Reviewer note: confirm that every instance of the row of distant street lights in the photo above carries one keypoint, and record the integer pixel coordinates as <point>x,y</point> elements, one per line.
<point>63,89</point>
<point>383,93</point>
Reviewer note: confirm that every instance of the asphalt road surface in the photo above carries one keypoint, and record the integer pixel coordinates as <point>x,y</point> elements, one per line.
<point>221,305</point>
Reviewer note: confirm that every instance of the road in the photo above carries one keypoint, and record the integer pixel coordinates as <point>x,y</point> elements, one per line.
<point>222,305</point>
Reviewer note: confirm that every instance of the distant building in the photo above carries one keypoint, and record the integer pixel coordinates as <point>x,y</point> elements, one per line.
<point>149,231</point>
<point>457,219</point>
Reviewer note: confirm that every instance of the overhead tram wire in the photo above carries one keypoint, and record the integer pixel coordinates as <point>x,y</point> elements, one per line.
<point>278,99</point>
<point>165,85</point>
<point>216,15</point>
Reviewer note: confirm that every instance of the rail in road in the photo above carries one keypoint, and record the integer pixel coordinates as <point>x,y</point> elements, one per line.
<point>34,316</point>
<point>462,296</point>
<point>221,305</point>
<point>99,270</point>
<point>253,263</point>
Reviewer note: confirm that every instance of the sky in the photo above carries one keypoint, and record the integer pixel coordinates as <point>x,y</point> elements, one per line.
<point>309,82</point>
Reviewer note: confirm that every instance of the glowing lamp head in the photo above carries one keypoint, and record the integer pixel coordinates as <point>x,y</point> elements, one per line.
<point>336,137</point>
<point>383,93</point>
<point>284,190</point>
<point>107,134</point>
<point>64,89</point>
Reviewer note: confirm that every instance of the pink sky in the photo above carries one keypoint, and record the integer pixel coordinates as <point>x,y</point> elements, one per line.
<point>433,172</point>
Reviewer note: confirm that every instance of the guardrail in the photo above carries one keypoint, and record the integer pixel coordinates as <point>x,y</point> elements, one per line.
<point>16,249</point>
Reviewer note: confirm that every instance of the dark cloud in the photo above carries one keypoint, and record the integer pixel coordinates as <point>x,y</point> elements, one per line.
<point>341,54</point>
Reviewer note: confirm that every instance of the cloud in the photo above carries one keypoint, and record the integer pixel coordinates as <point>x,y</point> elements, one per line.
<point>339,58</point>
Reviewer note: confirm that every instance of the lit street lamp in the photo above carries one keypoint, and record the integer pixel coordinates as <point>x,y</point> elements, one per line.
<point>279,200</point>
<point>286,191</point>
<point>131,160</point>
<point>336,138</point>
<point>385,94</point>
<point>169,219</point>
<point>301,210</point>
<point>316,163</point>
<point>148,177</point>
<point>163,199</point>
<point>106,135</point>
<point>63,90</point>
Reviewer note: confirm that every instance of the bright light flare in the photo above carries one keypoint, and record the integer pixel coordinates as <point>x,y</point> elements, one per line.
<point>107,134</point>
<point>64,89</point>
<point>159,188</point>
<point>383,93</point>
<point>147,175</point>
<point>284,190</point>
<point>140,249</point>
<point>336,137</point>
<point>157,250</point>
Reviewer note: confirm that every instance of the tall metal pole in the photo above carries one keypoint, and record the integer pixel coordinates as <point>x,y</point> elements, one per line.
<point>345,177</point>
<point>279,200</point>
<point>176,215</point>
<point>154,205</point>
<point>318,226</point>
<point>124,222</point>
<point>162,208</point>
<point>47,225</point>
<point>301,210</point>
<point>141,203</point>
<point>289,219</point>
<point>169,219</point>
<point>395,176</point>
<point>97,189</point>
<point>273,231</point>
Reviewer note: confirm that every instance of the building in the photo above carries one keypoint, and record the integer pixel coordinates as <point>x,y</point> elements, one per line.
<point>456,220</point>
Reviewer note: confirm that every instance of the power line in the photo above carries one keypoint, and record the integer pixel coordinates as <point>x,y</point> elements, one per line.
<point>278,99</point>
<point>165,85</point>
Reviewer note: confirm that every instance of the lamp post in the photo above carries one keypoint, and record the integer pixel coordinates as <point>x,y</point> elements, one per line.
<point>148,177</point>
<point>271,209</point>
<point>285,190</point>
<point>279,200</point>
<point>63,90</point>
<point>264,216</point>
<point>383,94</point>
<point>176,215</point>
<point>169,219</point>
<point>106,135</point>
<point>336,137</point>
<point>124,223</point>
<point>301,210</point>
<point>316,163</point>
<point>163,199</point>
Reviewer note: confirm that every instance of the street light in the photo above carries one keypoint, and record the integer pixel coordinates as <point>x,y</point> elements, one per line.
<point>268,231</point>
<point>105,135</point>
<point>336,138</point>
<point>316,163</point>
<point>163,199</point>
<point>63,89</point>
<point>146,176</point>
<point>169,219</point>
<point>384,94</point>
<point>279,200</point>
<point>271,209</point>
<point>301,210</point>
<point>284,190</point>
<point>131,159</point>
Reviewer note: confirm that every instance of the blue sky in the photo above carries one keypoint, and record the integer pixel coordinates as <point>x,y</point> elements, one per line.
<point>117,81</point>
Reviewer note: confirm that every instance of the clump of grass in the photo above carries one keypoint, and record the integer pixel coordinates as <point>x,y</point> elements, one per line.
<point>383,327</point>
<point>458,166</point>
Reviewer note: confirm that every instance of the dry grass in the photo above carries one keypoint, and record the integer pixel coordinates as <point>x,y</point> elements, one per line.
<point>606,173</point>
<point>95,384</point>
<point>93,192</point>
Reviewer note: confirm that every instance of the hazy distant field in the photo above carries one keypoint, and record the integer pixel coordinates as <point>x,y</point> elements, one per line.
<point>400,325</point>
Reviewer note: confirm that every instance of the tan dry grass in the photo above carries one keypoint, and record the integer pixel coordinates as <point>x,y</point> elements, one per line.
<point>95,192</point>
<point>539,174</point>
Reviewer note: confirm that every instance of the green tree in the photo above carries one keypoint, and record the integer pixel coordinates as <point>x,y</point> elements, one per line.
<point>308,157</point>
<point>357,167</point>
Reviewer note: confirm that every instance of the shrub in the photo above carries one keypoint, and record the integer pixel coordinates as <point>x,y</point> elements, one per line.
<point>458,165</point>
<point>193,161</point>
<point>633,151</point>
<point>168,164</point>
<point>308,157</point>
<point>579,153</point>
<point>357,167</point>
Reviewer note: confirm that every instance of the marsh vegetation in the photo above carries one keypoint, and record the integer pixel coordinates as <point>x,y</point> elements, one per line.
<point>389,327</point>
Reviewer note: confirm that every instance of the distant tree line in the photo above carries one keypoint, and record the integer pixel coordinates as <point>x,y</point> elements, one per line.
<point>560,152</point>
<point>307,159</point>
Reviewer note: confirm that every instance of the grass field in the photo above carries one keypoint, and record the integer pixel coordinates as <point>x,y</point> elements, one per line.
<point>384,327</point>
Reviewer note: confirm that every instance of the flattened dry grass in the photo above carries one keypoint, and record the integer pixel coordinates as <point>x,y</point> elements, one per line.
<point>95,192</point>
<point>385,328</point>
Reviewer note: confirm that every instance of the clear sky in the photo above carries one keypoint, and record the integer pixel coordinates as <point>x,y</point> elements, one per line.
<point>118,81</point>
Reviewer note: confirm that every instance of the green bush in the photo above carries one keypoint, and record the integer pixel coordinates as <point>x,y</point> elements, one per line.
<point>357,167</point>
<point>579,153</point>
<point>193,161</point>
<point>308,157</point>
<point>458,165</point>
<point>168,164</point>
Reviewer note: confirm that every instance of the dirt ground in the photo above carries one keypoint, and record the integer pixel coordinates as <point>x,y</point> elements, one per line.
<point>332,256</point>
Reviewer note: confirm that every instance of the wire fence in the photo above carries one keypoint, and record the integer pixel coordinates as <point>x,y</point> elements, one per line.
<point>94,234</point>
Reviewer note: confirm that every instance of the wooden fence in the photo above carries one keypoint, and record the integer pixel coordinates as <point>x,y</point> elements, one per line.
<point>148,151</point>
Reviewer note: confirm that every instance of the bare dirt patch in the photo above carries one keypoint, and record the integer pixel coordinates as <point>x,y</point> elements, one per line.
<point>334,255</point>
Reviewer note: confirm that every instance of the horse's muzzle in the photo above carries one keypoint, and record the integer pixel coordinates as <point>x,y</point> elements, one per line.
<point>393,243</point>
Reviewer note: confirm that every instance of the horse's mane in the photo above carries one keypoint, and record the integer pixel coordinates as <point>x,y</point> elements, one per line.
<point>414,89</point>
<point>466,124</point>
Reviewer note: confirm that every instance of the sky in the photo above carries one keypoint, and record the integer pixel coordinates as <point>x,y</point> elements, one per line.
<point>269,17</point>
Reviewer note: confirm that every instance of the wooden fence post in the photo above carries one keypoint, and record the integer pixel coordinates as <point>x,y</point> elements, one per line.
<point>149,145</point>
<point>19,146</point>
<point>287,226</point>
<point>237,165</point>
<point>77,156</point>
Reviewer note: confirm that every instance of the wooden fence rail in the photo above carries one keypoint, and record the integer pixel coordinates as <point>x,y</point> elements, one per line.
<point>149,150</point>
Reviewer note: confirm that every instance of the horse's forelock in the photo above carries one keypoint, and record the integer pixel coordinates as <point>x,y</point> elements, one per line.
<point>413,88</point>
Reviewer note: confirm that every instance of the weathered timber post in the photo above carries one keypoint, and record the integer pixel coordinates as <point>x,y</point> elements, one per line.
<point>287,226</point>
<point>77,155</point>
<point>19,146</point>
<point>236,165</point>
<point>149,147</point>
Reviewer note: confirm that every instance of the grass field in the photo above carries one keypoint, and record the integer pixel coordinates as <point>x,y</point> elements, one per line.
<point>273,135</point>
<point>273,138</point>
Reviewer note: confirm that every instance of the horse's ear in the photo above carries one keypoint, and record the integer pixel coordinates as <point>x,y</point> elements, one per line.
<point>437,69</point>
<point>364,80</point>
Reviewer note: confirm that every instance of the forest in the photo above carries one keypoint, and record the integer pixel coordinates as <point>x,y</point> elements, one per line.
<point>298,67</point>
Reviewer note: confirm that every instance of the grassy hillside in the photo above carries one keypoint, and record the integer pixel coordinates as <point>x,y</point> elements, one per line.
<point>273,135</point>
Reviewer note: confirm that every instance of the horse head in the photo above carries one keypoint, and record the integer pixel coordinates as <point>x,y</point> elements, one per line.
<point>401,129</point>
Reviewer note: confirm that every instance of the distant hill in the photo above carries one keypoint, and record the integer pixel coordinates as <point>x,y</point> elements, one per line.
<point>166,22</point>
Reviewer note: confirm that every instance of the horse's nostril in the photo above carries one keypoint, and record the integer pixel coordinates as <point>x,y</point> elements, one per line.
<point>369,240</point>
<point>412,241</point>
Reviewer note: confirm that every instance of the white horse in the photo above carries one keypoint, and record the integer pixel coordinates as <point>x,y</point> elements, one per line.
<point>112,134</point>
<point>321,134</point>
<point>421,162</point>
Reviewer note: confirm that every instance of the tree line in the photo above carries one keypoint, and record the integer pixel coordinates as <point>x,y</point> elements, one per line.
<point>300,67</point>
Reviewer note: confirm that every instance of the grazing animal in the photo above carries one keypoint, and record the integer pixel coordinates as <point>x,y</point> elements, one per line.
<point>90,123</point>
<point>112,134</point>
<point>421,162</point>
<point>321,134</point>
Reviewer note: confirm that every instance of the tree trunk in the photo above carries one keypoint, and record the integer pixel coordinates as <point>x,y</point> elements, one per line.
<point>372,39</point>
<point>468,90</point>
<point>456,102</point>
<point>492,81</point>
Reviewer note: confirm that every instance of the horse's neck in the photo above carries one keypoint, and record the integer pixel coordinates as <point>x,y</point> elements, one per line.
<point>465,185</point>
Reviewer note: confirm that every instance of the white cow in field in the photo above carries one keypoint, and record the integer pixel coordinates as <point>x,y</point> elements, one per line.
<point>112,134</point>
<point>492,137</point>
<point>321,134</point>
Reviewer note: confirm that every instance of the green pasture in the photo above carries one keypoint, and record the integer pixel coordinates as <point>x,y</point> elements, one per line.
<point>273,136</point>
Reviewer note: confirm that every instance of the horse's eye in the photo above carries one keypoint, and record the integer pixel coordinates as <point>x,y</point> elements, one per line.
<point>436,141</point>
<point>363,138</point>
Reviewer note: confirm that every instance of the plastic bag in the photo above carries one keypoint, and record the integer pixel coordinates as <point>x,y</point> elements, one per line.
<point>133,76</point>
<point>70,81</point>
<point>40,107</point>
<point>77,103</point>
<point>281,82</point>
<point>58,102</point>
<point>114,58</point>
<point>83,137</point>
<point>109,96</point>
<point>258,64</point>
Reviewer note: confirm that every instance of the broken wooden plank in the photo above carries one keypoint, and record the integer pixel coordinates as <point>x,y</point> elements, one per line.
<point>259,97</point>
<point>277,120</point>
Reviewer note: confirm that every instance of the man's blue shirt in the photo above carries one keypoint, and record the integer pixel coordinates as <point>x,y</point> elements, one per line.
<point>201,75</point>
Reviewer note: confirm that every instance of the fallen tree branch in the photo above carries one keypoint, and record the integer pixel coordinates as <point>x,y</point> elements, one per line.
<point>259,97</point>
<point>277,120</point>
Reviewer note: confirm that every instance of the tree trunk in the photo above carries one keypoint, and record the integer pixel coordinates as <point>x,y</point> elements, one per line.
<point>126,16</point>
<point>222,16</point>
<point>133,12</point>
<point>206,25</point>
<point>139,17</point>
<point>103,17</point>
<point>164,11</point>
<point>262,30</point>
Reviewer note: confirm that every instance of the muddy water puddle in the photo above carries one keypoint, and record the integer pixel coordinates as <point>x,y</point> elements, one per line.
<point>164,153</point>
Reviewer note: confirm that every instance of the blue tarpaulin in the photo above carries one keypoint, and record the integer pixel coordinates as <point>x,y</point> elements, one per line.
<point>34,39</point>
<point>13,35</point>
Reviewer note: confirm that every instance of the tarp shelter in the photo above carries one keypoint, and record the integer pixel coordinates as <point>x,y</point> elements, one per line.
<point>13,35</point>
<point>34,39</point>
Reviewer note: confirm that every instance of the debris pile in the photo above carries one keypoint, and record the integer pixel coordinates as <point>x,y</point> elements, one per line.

::::::::::

#### [Problem requirements]
Express the lines starting at the line that contains "Reviewer note: confirm that every instance of the tree line" and ending at the line that contains "<point>273,136</point>", both included, as a JSON list of strings with one string per line and blank lines omitted.

#### [Complete response]
[
  "Reviewer note: confirm that every instance of the tree line in the photo above carries one keypoint, and record the integer pixel coordinates as <point>x,y</point> elements, one per line.",
  "<point>300,67</point>",
  "Reviewer note: confirm that every instance of the grazing animal in the photo above carries one keypoint, and record the integer pixel coordinates as <point>x,y</point> elements, one per line.",
  "<point>90,123</point>",
  "<point>112,134</point>",
  "<point>421,162</point>",
  "<point>321,134</point>",
  "Reviewer note: confirm that every instance of the tree trunk in the photo above carries one keypoint, and record the integer pixel coordinates as <point>x,y</point> elements, one per line.",
  "<point>372,39</point>",
  "<point>468,90</point>",
  "<point>456,102</point>",
  "<point>492,81</point>",
  "Reviewer note: confirm that every instance of the horse's neck in the photo above carries one keypoint, and record the integer pixel coordinates as <point>x,y</point> elements, one per line.",
  "<point>465,185</point>",
  "Reviewer note: confirm that every instance of the white cow in field in the photo above carries one keypoint, and record the integer pixel coordinates as <point>x,y</point> elements, one per line.",
  "<point>112,134</point>",
  "<point>492,137</point>",
  "<point>321,134</point>",
  "Reviewer note: confirm that every instance of the green pasture in the photo above carries one keypoint, and record the integer pixel coordinates as <point>x,y</point> elements, one per line.",
  "<point>273,136</point>"
]